───── Records provided ─────

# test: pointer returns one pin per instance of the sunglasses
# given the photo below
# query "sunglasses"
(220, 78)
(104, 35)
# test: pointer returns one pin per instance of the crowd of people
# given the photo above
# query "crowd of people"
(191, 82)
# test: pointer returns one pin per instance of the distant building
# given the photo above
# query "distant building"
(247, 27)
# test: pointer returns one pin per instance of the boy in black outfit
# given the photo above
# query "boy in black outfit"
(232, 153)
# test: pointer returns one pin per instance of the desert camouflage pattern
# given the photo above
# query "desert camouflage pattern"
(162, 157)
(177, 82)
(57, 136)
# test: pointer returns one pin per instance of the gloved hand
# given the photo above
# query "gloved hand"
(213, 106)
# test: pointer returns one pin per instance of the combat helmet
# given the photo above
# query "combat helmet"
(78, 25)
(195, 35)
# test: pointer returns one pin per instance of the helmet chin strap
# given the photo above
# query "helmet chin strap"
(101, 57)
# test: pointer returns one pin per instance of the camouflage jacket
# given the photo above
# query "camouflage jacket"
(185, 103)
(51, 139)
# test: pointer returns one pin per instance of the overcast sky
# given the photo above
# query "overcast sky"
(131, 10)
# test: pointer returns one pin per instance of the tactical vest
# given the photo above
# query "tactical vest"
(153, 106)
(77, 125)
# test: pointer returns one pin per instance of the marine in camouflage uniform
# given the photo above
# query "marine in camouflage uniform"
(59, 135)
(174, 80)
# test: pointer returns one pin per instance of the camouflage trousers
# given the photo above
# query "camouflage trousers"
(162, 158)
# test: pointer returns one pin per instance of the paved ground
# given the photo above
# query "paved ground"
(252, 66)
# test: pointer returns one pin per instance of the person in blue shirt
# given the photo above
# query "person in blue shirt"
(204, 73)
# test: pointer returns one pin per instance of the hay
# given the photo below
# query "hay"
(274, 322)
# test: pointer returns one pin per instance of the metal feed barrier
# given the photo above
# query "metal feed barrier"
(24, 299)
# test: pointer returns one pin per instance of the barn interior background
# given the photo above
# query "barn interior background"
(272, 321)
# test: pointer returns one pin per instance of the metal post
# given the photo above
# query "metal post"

─────

- _Directions_
Can you put the lines of the items from the line containing "# test: pointer returns one pin per instance of the barn" through the end of the items, both included, into a Markdown table with the columns Row and Text, omitting blank lines?

- _Expected answer_
| Row | Text |
|---|---|
| 1 | # test: pointer returns one pin per instance of the barn interior background |
| 2 | # given the photo above |
| 3 | # query "barn interior background" |
| 4 | (272, 321) |
| 5 | # test: pointer returns one pin per instance of the metal post |
| 6 | # given the photo above |
| 7 | # query "metal post" |